>> START

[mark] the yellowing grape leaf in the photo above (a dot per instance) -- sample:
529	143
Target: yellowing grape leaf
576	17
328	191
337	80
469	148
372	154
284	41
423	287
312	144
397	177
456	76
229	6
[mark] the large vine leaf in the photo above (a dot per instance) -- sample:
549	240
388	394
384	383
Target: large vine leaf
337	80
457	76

>> END

### [To be done]
Present every line of the material above as a Markdown table with two columns: Index, holding each line's number in order, and Content, holding the line itself. Leave out blank lines.

### [Complete output]
| Index | Content |
|---|---|
| 1 | [mark] the yellowing grape leaf in the photo above (a dot per instance) -- sample: |
| 2 | 529	143 |
| 3 | Target: yellowing grape leaf |
| 4 | 576	17 |
| 5 | 328	191 |
| 6 | 337	80 |
| 7 | 469	148 |
| 8 | 372	154 |
| 9 | 284	41 |
| 10 | 423	287 |
| 11 | 312	144 |
| 12 | 397	177 |
| 13 | 456	76 |
| 14 | 229	6 |
| 15 | [mark] the large vine leaf in the photo above (a dot per instance) -- sample: |
| 16 | 549	240 |
| 17 | 388	394 |
| 18 | 384	383 |
| 19 | Target: large vine leaf |
| 20 | 337	80 |
| 21 | 457	76 |